Un sacco bello e un sacco brutto. Contemporaneamente
Tecnicamente Resident Evil 6 è un titolo di una dualità incredibile. Sembra di giocare a un prodotto sviluppato da due team differenti, uno composto da gente competente e uno da ubriachi. Molte locazioni, mostri e personaggi riusciranno a stupirvi con il loro livello di dettaglio, ma la magia si spezzerà subito quando noterete texture sgranate in modo ingiustificabile, alcuni modelli tridimensionali che sembrano usciti da un gioco di dieci anni fa e certi peculiari bug visivi. Capiamo le limitazioni legate all’hardware, ma questa duplice natura stona non poco. Di altra caratura il sonoro, con doppiaggi di alto livello anche in italiano, nonostante ci siano dei fastidiosi sbalzi nel volume.
Impossibile infine non descrivere uno degli aspetti primari della produzione Capcom, la possibilità di giocare le missioni in cooperativa. Nel gioco sono state inserite numerose sequenze pensate appositamente per venir apprezzate in compagnia, e l’esperienza migliora nettamente se affrontata con amici, sia online che in splitscreen. Non che l’IA sia da buttare (siamo anni luce sopra all’idiozia di Sheva, tolto qualche singhiozzo), ma in molte missioni dover attendere il compagno per aprire una porta o attivare una leva annoia più del dovuto, e la quasi totale immortalità del proprio partner fa calare di molto il livello di sfida. Sono presenti addirittura sezioni a quattro giocatori, alquanto godibili. La loro unica debolezza appare evidente giocando in singleplayer, ove si è costretti a riaffrontarle più volte nelle diverse campagne, a volte con esiti stranamente diversi.
Impressionante la longevità per un titolo del genere. Con una durata complessiva delle campagne che si aggira attorno alle 25 ore e il valore aggiunto della modalità caccia all’uomo, nella quale si entra in una partita altrui nei panni di uno dei nemici, e della solita modalità Mercenari, che permette di guadagnare punti abilità extra e di postare i propri record. Sono un quantitativo sorprendente di contenuti.
– Longevità impressionante per il suo genere
– Notevole varietà di situazioni nelle campagne
– Divertente in cooperativa e giocato online
– Piuttosto epico e ricco di sequenze spettacolari
– Non riesce proprio a far paura
– Pieno di soluzioni di game design forzate e mal calcolate
– Tecnicamente ricco di alti e bassi, con bassi spesso abissali
– Estremamente lineare
Se sono spaventi che cercate non è qui che li troverete. Resident Evil 6 ormai è un horror game solo di nome, che non riesce a far saltare dalla sedia nemmeno una volta durante le sue lunghe e complesse campagne. Nel caso però accettiate di trovarvi semplicemente di fronte a un action game duro e puro, l’ultima fatica di Capcom riuscirà a divertirvi grazie a una grande varietà nelle situazioni, a una notevole spettacolarità, e al ritmo serrato dell’azione. Peccato solo per alcune insensate scelte di game design, che impediscono a questo capitolo di essere un capolavoro, e lo relegano a uno status di “ottimo gioco” che a una serie di questa portata va un tantinello stretto.

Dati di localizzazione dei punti
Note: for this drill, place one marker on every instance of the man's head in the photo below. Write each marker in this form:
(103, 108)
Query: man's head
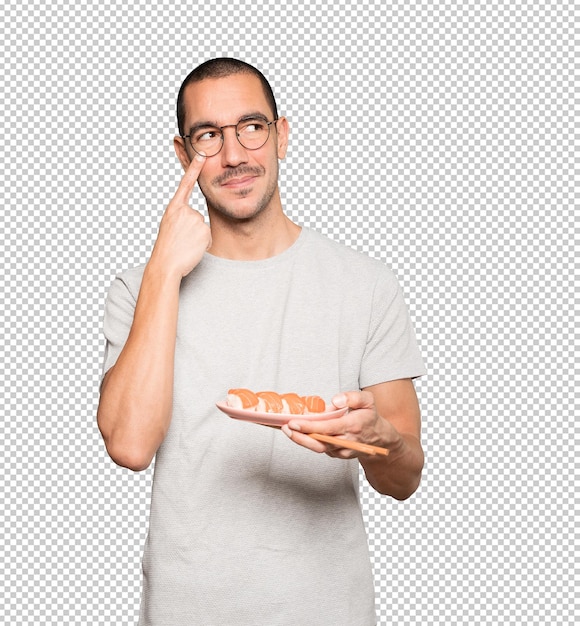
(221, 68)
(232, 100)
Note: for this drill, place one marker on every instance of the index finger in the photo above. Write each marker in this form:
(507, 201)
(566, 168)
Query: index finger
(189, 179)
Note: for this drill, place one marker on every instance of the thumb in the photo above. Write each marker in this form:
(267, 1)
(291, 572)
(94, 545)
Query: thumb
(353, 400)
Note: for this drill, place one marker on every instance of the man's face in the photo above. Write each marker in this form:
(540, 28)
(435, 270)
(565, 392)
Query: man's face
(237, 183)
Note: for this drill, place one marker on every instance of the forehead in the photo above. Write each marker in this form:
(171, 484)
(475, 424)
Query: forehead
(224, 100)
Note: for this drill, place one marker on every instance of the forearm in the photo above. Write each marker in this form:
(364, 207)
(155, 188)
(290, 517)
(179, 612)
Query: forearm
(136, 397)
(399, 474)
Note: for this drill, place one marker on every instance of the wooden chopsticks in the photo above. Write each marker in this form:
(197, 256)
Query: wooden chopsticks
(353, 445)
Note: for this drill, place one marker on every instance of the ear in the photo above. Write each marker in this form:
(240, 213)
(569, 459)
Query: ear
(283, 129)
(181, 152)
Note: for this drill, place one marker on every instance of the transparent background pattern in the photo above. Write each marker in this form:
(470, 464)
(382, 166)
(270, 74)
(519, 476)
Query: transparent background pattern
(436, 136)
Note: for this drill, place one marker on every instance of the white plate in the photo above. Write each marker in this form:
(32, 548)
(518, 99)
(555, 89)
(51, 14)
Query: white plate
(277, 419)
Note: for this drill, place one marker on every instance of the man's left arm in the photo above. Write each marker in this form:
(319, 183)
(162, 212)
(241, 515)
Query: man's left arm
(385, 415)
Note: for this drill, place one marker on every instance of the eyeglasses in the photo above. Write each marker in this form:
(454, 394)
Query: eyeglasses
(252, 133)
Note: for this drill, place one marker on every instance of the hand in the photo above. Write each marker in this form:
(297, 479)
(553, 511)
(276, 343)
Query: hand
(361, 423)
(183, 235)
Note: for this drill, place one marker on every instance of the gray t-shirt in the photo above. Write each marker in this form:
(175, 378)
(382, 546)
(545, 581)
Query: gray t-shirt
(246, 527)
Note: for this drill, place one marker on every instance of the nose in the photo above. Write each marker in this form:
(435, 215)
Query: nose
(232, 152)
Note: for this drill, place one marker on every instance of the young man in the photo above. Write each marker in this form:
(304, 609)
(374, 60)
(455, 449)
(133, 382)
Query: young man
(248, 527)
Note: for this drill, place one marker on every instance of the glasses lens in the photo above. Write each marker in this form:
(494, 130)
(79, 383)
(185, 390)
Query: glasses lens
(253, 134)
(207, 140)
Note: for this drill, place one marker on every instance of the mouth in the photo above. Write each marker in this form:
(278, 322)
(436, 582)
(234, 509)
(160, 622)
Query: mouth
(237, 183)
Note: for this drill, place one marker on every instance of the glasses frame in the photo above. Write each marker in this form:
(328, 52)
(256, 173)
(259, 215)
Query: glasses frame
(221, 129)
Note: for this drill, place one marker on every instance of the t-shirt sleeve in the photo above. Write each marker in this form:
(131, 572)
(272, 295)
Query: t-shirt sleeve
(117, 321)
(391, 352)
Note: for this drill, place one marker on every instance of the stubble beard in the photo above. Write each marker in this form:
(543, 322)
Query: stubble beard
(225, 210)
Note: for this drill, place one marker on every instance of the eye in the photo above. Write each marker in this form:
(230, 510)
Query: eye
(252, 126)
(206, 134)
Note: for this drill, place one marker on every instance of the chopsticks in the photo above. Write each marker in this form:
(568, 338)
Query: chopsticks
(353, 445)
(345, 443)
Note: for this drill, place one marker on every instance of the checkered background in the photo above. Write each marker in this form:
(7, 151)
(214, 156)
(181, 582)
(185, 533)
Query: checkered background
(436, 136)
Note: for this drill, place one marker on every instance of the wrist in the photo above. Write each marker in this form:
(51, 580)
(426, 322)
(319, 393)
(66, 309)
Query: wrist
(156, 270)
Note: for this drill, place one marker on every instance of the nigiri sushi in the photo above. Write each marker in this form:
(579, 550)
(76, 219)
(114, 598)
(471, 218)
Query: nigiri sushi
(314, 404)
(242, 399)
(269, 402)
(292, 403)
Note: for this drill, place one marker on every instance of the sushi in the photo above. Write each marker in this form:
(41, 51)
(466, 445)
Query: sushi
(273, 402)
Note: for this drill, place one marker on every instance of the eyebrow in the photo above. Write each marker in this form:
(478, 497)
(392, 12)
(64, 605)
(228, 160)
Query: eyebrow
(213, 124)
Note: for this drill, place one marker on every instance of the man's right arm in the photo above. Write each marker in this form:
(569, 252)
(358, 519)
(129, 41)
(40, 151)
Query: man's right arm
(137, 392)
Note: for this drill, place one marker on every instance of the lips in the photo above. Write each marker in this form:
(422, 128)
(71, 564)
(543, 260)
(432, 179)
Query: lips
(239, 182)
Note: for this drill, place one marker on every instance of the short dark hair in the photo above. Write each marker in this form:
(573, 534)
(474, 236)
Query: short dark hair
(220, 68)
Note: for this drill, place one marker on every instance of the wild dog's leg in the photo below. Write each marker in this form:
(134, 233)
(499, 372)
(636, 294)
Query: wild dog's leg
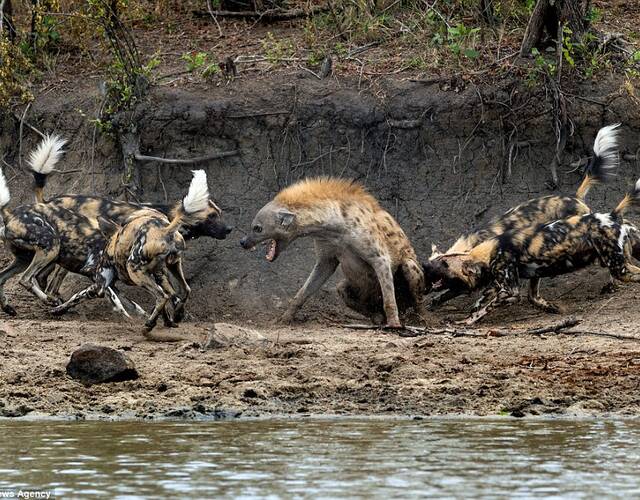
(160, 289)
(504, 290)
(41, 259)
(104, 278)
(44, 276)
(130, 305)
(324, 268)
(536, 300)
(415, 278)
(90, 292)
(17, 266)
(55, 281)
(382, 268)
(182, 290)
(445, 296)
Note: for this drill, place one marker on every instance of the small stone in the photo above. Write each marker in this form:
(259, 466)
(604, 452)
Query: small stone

### [COSA FARE]
Sintetizzi in due frasi la recensione di Resident Evil 6.

### [SOLUZIONE PROPOSTA]
Resident Evil 6 alterna sul piano tecnico dettagli notevoli a texture sgranate e modelli datati, offre un sonoro di alto livello, migliora nettamente se giocato in cooperativa e garantisce circa 25 ore di campagne, cui si aggiungono le modalità caccia all'uomo e Mercenari. Non riesce però a far paura ed è ormai un horror solo di nome: come action game diverte per varietà, spettacolarità e ritmo, ma alcune insensate scelte di game design gli impediscono di essere un capolavoro.